• Prompt
Reproduce each of the following items line for line, without changing a single character.
Data records Block Start
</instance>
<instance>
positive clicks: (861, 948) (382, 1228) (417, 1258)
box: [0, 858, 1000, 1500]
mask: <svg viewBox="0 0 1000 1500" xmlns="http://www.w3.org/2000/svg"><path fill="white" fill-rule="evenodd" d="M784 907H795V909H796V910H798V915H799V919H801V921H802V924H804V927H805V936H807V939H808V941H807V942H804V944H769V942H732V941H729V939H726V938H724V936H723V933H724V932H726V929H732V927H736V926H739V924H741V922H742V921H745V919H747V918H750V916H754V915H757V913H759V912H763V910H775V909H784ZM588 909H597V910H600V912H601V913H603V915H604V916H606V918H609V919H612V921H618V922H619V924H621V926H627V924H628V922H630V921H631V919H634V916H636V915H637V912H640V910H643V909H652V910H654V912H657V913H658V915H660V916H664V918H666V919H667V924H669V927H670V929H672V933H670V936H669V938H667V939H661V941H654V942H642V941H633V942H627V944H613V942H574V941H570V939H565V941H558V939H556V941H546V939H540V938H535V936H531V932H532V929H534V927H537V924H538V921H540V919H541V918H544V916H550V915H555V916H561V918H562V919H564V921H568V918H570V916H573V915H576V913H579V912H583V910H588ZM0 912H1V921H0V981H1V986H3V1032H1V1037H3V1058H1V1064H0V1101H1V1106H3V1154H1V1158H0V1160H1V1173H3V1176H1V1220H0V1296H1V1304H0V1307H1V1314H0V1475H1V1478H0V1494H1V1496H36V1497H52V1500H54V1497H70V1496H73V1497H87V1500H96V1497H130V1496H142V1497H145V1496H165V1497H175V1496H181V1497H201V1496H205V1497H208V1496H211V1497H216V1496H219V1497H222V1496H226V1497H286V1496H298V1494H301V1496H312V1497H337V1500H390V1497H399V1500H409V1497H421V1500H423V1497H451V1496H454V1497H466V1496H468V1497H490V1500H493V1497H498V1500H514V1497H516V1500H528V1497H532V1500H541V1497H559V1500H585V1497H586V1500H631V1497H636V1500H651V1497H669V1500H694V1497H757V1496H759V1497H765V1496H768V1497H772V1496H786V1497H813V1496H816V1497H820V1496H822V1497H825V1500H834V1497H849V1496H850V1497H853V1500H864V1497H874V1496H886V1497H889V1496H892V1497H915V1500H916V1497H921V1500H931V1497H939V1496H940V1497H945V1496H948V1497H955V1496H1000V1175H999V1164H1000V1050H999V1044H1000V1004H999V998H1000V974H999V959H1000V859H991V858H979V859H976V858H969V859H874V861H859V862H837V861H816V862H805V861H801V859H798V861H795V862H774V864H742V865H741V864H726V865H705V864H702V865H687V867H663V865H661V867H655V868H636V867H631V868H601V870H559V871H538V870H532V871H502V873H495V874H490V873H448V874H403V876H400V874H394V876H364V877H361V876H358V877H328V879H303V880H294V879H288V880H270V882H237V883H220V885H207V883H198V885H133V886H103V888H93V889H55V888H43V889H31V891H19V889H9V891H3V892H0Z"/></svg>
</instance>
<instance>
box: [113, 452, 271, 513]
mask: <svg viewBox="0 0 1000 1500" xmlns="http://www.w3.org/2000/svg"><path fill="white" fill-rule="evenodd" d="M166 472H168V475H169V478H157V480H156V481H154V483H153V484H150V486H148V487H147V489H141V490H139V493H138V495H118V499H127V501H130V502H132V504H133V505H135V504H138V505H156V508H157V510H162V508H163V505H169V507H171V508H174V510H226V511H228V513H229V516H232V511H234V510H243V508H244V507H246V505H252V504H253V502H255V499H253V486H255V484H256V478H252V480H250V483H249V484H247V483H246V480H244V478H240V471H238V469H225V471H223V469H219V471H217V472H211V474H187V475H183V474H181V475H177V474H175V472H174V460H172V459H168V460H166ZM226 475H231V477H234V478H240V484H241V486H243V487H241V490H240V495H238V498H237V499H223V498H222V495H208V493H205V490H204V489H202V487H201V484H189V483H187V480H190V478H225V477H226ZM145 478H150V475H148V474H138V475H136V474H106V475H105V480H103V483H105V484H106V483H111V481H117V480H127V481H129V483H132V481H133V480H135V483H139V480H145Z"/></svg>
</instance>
Data records Block End
• Response below
</instance>
<instance>
positive clicks: (861, 948) (382, 1228) (417, 1258)
box: [0, 858, 1000, 1500]
mask: <svg viewBox="0 0 1000 1500" xmlns="http://www.w3.org/2000/svg"><path fill="white" fill-rule="evenodd" d="M784 907H795V909H796V910H798V915H799V919H801V921H802V924H804V927H805V936H807V939H808V941H807V942H804V944H769V942H732V941H729V939H726V938H724V936H723V933H724V932H726V929H732V927H736V926H739V924H741V922H742V921H745V919H747V918H750V916H754V915H757V913H759V912H763V910H775V909H784ZM588 909H597V910H600V912H601V913H603V915H604V916H606V918H609V919H612V921H618V922H619V924H621V926H627V924H628V922H630V921H631V919H634V916H636V915H637V912H640V910H643V909H652V910H654V912H657V913H658V915H660V916H664V918H666V919H667V924H669V927H670V929H672V933H670V936H669V938H667V939H661V941H654V942H642V941H633V942H627V944H613V942H574V941H570V939H565V941H558V939H556V941H546V939H540V938H535V936H531V932H532V929H534V927H537V924H538V921H540V919H541V918H544V916H550V915H555V916H561V918H562V919H564V921H568V918H570V916H573V915H576V913H579V912H583V910H588ZM0 912H1V921H0V981H1V986H3V1032H1V1037H3V1058H1V1064H0V1101H1V1106H3V1154H1V1158H0V1160H1V1173H3V1176H1V1220H0V1296H1V1304H0V1307H1V1314H0V1475H1V1478H0V1494H1V1496H36V1497H52V1500H54V1497H70V1496H73V1497H87V1500H96V1497H130V1496H142V1497H145V1496H165V1497H175V1496H181V1497H201V1496H205V1497H208V1496H211V1497H216V1496H219V1497H222V1496H226V1497H286V1496H298V1494H301V1496H312V1497H337V1500H390V1497H399V1500H409V1497H421V1500H423V1497H451V1496H454V1497H466V1496H468V1497H490V1500H493V1497H498V1500H514V1497H516V1500H528V1497H532V1500H541V1497H559V1500H585V1497H586V1500H631V1497H636V1500H651V1497H669V1500H694V1497H757V1496H759V1497H765V1496H768V1497H772V1496H786V1497H813V1496H816V1497H820V1496H822V1497H825V1500H834V1497H849V1496H850V1497H853V1500H864V1497H874V1496H886V1497H889V1496H892V1497H915V1500H916V1497H921V1500H931V1497H939V1496H940V1497H945V1496H948V1497H955V1496H1000V1175H999V1164H1000V1050H999V1044H1000V1004H999V998H1000V974H999V959H1000V859H991V858H979V859H976V858H969V859H874V861H859V862H837V861H816V862H805V861H801V859H798V861H795V862H774V864H742V865H741V864H726V865H705V864H702V865H687V867H663V865H661V867H655V868H636V867H631V868H601V870H559V871H538V870H532V871H502V873H495V874H490V873H448V874H403V876H400V874H394V876H364V877H361V876H358V877H328V879H303V880H294V879H288V880H270V882H237V883H220V885H207V883H198V885H133V886H103V888H93V889H55V888H43V889H31V891H19V889H9V891H3V892H0Z"/></svg>
</instance>
<instance>
box: [113, 452, 271, 513]
mask: <svg viewBox="0 0 1000 1500" xmlns="http://www.w3.org/2000/svg"><path fill="white" fill-rule="evenodd" d="M166 472H168V475H169V478H157V480H156V481H154V483H153V484H150V486H148V487H147V489H141V490H139V493H138V495H118V499H127V501H130V502H132V504H133V505H135V504H138V505H156V508H157V510H162V508H163V505H169V507H171V508H174V510H226V511H228V513H229V516H232V511H234V510H243V508H244V507H246V505H252V504H253V502H255V499H253V486H255V484H256V478H252V480H250V483H249V484H247V483H246V480H244V478H240V471H238V469H225V471H223V469H219V471H217V472H211V474H187V475H183V474H181V475H177V474H175V472H174V460H172V459H168V460H166ZM226 475H231V477H234V478H240V484H241V486H243V487H241V490H240V495H238V498H237V499H223V498H222V495H208V493H205V490H204V489H202V487H201V484H189V483H187V480H190V478H225V477H226ZM145 478H150V475H148V474H138V475H136V474H106V475H105V480H103V483H105V484H106V483H111V481H117V480H127V481H129V483H132V481H133V480H135V483H139V480H145Z"/></svg>
</instance>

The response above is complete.